DATA EXCERPTS:
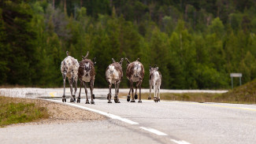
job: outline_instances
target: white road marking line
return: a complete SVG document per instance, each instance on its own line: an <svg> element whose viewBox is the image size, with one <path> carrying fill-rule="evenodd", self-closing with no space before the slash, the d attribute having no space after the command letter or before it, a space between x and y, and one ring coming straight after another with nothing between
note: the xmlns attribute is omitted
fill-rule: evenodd
<svg viewBox="0 0 256 144"><path fill-rule="evenodd" d="M55 92L51 92L51 93L50 93L50 95L51 97L54 97L54 94L57 94L57 92L56 91Z"/></svg>
<svg viewBox="0 0 256 144"><path fill-rule="evenodd" d="M56 100L50 100L50 99L49 99L47 101L52 101L52 102L58 102L58 103L63 103L62 102L59 102L59 101L56 101ZM91 111L91 112L95 112L95 113L102 114L103 116L108 116L108 117L109 117L111 119L119 120L121 121L123 121L123 122L125 122L125 123L128 123L128 124L139 124L139 123L132 121L132 120L130 120L128 119L122 118L122 117L121 117L119 116L116 116L116 115L113 115L113 114L110 114L110 113L106 113L106 112L102 112L102 111L100 111L100 110L97 110L97 109L94 109L84 107L84 106L79 105L75 105L75 104L72 104L72 103L65 103L65 104L69 105L72 105L72 106L75 106L75 107L77 107L77 108L80 108L80 109L85 109L85 110L89 110L89 111Z"/></svg>
<svg viewBox="0 0 256 144"><path fill-rule="evenodd" d="M254 108L243 108L243 107L239 107L239 109L249 109L249 110L256 110L256 109Z"/></svg>
<svg viewBox="0 0 256 144"><path fill-rule="evenodd" d="M177 143L177 144L191 144L186 141L177 141L177 140L175 140L175 139L171 139L172 142L174 142L175 143Z"/></svg>
<svg viewBox="0 0 256 144"><path fill-rule="evenodd" d="M143 129L143 130L147 131L150 131L150 132L152 132L154 134L156 134L157 135L167 135L167 134L161 132L160 131L158 131L158 130L154 129L154 128L147 128L147 127L139 127L139 128Z"/></svg>

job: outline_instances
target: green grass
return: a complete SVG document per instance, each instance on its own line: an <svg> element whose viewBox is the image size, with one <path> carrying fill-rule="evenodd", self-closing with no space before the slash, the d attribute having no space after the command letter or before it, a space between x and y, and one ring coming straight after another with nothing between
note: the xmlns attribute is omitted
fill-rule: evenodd
<svg viewBox="0 0 256 144"><path fill-rule="evenodd" d="M0 96L0 127L48 117L47 109L32 101Z"/></svg>

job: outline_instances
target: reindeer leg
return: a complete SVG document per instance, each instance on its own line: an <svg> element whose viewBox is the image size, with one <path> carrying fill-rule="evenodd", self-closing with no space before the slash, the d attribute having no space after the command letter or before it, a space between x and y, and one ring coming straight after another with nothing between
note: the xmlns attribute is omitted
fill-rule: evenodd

WORK TO COMPLETE: Write out again, character for character, the lines from the first one above through the line containing "92L51 92L51 93L50", including both ends. Leave the pictures out of your answer.

WORKED ANSWER:
job: outline_instances
target: white road marking line
return: a complete SVG document per instance, each instance on its own line: an <svg> element whose viewBox is the image size, with one <path> carrying fill-rule="evenodd", self-closing with no space before the slash, the d attribute having no space after the command letter or before it, a space between x and y, and one ring coming straight after another with nothing between
note: the xmlns attribute is omitted
fill-rule: evenodd
<svg viewBox="0 0 256 144"><path fill-rule="evenodd" d="M55 92L51 92L51 93L50 93L50 95L51 97L54 97L54 94L57 94L57 92L56 91Z"/></svg>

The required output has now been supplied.